**Source extract:**
Our first (for 2020) look at the current stories that matter. To us.
As the motor industry gears up for the first (and possibly most significant) motor show of the season, powder is being for the most part kept snug, warm and dry. However, 2020 is shaping up to be a pivotal one for European carmakers as European Union-imposed emissions regulations begin to take effect. It’s likely that this, and the industry’s response will define the coming year, for better or in some cases, for worse.

Labeled region records
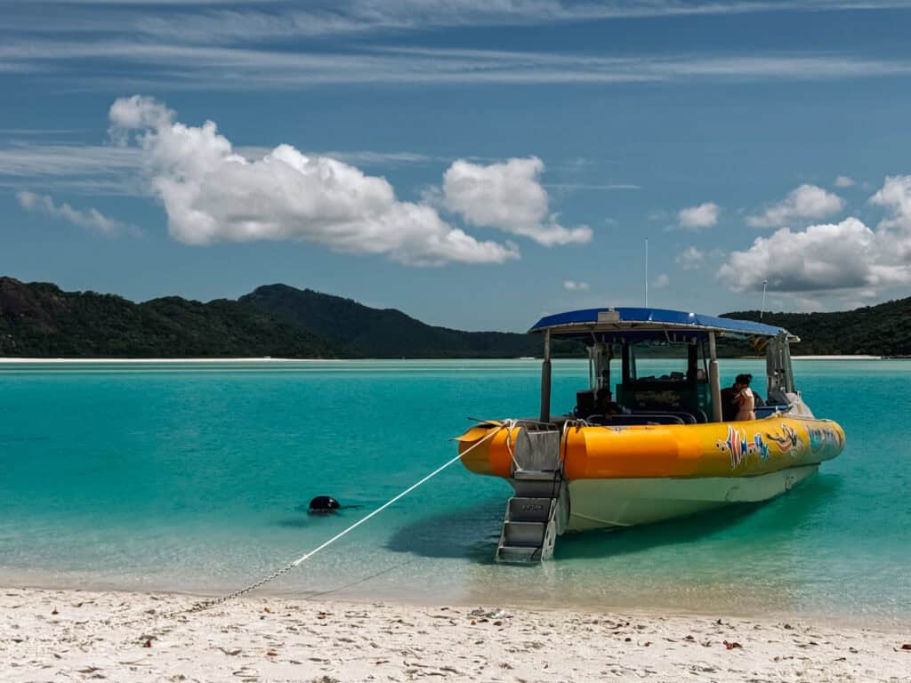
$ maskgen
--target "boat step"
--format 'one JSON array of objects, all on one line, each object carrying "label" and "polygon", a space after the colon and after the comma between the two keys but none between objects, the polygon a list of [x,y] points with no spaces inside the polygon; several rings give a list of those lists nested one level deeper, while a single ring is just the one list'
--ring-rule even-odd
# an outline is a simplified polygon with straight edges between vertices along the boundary
[{"label": "boat step", "polygon": [[516,470],[513,473],[513,479],[527,482],[552,482],[559,475],[559,470]]},{"label": "boat step", "polygon": [[507,521],[547,522],[550,517],[553,498],[531,498],[517,495],[509,499]]},{"label": "boat step", "polygon": [[496,561],[515,565],[530,565],[541,561],[541,548],[532,545],[500,545]]},{"label": "boat step", "polygon": [[504,545],[528,545],[541,547],[544,543],[545,522],[504,522]]}]

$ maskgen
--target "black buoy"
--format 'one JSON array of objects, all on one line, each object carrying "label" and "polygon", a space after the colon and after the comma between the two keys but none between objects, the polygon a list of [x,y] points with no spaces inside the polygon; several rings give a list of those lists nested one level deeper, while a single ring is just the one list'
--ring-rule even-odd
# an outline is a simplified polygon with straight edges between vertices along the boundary
[{"label": "black buoy", "polygon": [[342,505],[331,495],[317,495],[310,501],[311,515],[330,515],[338,510]]}]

**Work to do:** Continue the piece on European carmakers and the 2020 emissions rules from where it stops.

**Result of the task:**
Which of these two states this week’s announcement from Bentley Motors represents is reliant upon a number of factors, not least one’s viewpoint. The Crewe-based luxury carmaker’s own impressions can be gleaned from their website thus; “The Mulsanne, with its understated elegance and phenomenal power, remains Bentley’s consummate saloon. It is the purest expression of luxury and performance.“
So strongly is this felt, that the heritage carmaker has elected to axe the ten year old Mulsanne this spring, announcing this week a run-out limited edition, with 30 examples being built by bespoke atelier, Mulliner. Dubbed 6.75 in deference to the venerable 523 hp twin-turbo powerplant which provides motive force, the Mulsanne 6.75 honours both the demise of the model line and its V8 engine, which is likely to be victim of 2020 emissions rule changes.
Unlike the torque-laden (811 lb/ft) L-Series RR engine which made its debut in 1959, the Mulsanne itself, which to these eyes has never looked anything other than awkward, is unlikely to be greatly missed, even if it did represent an approximation of the classic (very) full-sized Bentley saloon. Spokespeople are suggesting that for the foreseeable future, the recently announced Panamera-based Flying Spur will have to deputise as “the ultimate representation of Bentley’s design, craft and engineering expertise.”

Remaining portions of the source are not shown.